## Aim of the exercise
Each record below should be given again exactly as it reads.

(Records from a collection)
================================
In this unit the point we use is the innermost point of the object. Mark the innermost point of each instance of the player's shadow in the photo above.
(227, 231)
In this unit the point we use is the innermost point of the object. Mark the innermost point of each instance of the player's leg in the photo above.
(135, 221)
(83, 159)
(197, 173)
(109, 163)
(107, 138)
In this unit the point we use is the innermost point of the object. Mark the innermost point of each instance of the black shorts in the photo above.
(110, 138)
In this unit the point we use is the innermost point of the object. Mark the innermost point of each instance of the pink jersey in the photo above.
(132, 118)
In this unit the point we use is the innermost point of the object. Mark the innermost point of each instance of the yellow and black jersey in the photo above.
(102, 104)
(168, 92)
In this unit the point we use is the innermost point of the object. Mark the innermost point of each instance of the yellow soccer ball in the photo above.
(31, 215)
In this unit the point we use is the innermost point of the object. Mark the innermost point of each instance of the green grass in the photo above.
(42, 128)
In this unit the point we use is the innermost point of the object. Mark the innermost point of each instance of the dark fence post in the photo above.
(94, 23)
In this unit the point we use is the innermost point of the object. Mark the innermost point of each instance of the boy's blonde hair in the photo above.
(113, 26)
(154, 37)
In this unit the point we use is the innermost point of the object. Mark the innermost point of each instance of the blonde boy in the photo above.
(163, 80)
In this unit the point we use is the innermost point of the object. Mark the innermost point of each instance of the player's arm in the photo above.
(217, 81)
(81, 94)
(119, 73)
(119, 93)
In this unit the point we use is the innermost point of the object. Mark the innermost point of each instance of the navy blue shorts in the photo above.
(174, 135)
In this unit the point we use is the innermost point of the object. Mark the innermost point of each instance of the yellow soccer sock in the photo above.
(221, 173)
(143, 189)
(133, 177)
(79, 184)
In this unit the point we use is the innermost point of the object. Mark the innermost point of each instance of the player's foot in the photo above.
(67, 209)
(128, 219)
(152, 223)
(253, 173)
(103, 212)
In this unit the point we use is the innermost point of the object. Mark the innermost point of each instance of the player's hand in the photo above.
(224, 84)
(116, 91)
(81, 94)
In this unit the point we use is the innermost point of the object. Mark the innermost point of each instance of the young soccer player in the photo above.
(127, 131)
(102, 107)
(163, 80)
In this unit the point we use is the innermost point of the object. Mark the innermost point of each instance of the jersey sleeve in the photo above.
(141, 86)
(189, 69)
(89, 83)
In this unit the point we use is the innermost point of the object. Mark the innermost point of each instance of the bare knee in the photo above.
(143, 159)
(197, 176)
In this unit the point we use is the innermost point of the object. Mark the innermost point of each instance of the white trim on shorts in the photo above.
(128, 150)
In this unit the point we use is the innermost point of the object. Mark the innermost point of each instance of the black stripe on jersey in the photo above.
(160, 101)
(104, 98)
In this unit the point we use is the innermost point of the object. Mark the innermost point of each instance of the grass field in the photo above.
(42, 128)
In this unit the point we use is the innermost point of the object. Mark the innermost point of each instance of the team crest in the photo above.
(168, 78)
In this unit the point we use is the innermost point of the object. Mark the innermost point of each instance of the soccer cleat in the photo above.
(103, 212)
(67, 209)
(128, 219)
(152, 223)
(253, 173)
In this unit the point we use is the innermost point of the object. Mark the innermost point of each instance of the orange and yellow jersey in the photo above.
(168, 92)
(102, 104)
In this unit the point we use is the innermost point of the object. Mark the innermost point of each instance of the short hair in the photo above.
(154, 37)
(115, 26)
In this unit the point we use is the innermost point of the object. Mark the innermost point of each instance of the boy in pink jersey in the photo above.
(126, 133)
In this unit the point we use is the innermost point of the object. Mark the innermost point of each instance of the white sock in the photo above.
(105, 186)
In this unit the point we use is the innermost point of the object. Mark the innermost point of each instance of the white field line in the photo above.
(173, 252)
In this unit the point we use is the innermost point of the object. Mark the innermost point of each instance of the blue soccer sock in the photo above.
================================
## Solution to this task
In this unit the point we use is the innermost point of the object. Mark the innermost point of each instance of the player's shadow in the photo above.
(227, 231)
In this unit the point we use is the innermost point of the object. Mark the innermost point of each instance of the player's leg in the photo above.
(135, 221)
(83, 159)
(197, 173)
(109, 163)
(107, 138)
In this unit the point we use is the innermost point of the object. Mark the innermost point of each instance of the black shorts in the photo above.
(110, 138)
In this unit the point we use is the innermost point of the object. Mark the innermost point of each instance of the pink jersey in the photo above.
(132, 118)
In this unit the point we use is the innermost point of the object. Mark the innermost point of each instance of the yellow and black jersey in the photo above.
(102, 104)
(168, 92)
In this unit the point we use is the innermost point of the object. Mark the innermost point of each instance of the yellow soccer ball in the photo above.
(31, 215)
In this unit the point we use is the innermost point of the object. Mark the innermost point of each instance of the green grass in the photo above.
(42, 128)
In this unit the point we use is the innermost point of the object. Mark the innermost point of each instance of the dark fence post in the photo above.
(94, 23)
In this unit the point we use is the innermost point of the object. Mark the innermost point of each instance of the boy's blonde hair in the photo above.
(113, 26)
(154, 37)
In this unit the point we use is the innermost point of the object. Mark the innermost point of each instance of the blonde boy in the photo above.
(163, 80)
In this unit the point we use is the innermost point of the object. Mark the innermost point of each instance of the player's arm in the photo above.
(217, 81)
(81, 94)
(119, 73)
(119, 93)
In this unit the point we use is the innermost point of the object. Mark the innermost point of each instance of the navy blue shorts in the photo above.
(174, 135)
In this unit the point we use is the innermost point of the object. Mark the innermost point of each instance of the yellow soccer sock in the photo above.
(221, 173)
(143, 189)
(133, 177)
(79, 184)
In this unit the point we use is the innermost point of the object. Mark the innermost point of each instance of the player's foot in the photo above.
(67, 209)
(128, 219)
(152, 223)
(253, 173)
(103, 212)
In this unit the point we use is the innermost point of the object. Mark the innermost point of each instance of the player's hand in the photo above.
(224, 84)
(116, 91)
(81, 94)
In this unit the point we use is the innermost point of the object. Mark the innermost point of each instance of the young soccer player in the photo above.
(127, 131)
(102, 107)
(163, 80)
In this unit the point we use is the innermost point of the object. Mark the innermost point of each instance of the jersey sleeve in the photo above.
(141, 86)
(189, 69)
(89, 83)
In this unit the point we use is the innermost point of the object. Mark the innermost point of each instance of the bare knee in the photo above.
(143, 159)
(197, 176)
In this unit the point we use is the innermost point of the object. Mark the innermost point of each instance of the white trim on shorts in the photo above.
(128, 150)
In this unit the point we use is the innermost point of the object. Mark the innermost point of each instance of the black stripe on jersey in the photo above.
(160, 101)
(104, 98)
In this unit the point we use is the innermost point of the object. Mark the innermost point of each instance of the grass field in the photo above.
(42, 128)
In this unit the point we use is the innermost point of the object. Mark the innermost point of each instance of the team crest in the photo above.
(168, 78)
In this unit the point we use is the innermost point of the object. Mark the innermost point of each instance of the soccer cleat in the photo above.
(103, 212)
(67, 209)
(128, 219)
(152, 223)
(253, 173)
In this unit the point we use is the innermost point of the object. Mark the innermost point of each instance of the orange and yellow jersey in the photo above.
(168, 92)
(102, 104)
In this unit the point we use is the innermost point of the object. Mark the innermost point of each instance of the short hair in the photo above.
(154, 37)
(115, 26)
In this unit the point we use is the innermost point of the object. Mark the innermost point of each instance of the boy in pink jersey in the photo above.
(126, 133)
In this unit the point we use is the innermost point of the object. Mark the innermost point of each instance of the white sock in the photo above.
(105, 186)
In this unit the point we use is the innermost point of the object. Mark the innermost point of each instance of the white field line in the photo above.
(173, 252)
In this unit the point we use is the innermost point of the object. Mark the innermost point of each instance of the blue soccer sock in the photo above.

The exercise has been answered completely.